To do - Reproduce each of the following items line by line, changing no word, number, or punctuation mark.

Entries -
--------------------------------

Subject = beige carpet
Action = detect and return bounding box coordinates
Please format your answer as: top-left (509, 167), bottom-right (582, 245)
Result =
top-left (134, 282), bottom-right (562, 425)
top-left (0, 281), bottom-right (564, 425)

--------------------------------

Expected output -
Subject = beige carpet
Action = detect and return bounding box coordinates
Please format your answer as: top-left (509, 167), bottom-right (582, 245)
Result =
top-left (134, 282), bottom-right (562, 425)
top-left (0, 281), bottom-right (564, 425)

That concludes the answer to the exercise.